- [TEXT PASSAGE]:
☆ ☆ ☆ ☆ ☆
And that’s why he was saying that idol worship is something that we really need to stay away from because it’s not that the statue itself was any kind of problem.
Back in Jeremiah, God laughed about the statues, and He laughed about the people who built them. And said, This guy goes out and chops down a tree and he makes it into an idol, and the thing can’t stand up on its own, so he has to nail it to the floor. And when he’s all done, he kneels down before it and says, “You are my God!”
And it’s a sarcastic view of saying how dumb do you have to be to do something like that? But you see it’s not the statue, it’s the demon behind the statue that you have to worry about.
They crave worship; they crave embodiment. And so rather than be sent into the abyss where they are captive, rather than be sent there, they will even accept being allowed to inhabit this herd of pigs.
Okay. Verse 13:
He gave them permission, and the evil spirits came out and went into the pigs. The herd, about two thousand in number, rushed down the steep bank into the lake and were drowned.
Can you imagine being possessed by 2,000 demonic spirits? No wonder that guy had the supernatural strength, no wonder he had such power.
Verse 14:
Those tending the pigs ran off and reported this in the town and countryside, and the people went out to see what had happened. And when they came to Jesus, they saw the man who had been possessed by the legion of demons, sitting there, dressed and in his right mind; and they were afraid. And those who had seen it told the people what had happened to the demon-possessed man—and they told about the pigs as well. Then the people began to plead with Jesus to leave their region.
☆ ☆ ☆ ☆ ☆
- [REQUIRED TASK]:
Please condense the paragraph of the sermon passage above that begins "Those tending the pigs" into a short bulleted list that keeps its main facts.
☆ ☆ ☆ ☆ ☆
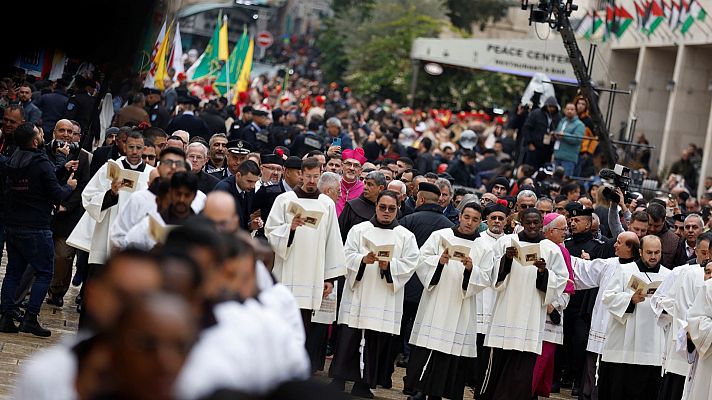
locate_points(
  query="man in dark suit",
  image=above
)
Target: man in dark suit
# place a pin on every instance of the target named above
(113, 152)
(157, 114)
(187, 121)
(242, 187)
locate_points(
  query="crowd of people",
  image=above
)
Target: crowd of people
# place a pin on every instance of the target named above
(230, 250)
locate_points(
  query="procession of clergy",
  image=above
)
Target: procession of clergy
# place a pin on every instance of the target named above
(491, 311)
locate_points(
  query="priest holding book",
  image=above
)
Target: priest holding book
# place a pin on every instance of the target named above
(525, 284)
(308, 249)
(630, 367)
(453, 270)
(381, 256)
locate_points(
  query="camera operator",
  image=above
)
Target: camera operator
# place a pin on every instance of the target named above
(32, 191)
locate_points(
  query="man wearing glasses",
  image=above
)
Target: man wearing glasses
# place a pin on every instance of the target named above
☆ ☆ ☆ ☆ ☆
- [ANSWER TO THIS PROBLEM]:
- The pig tenders ran off and reported what happened in the town and countryside.
- People went out to see, and near Jesus they found the man once possessed by the legion of demons sitting, dressed and in his right mind, which made them afraid.
- Witnesses told the people what had happened to the man and to the pigs.
- The people then pleaded with Jesus to leave their region.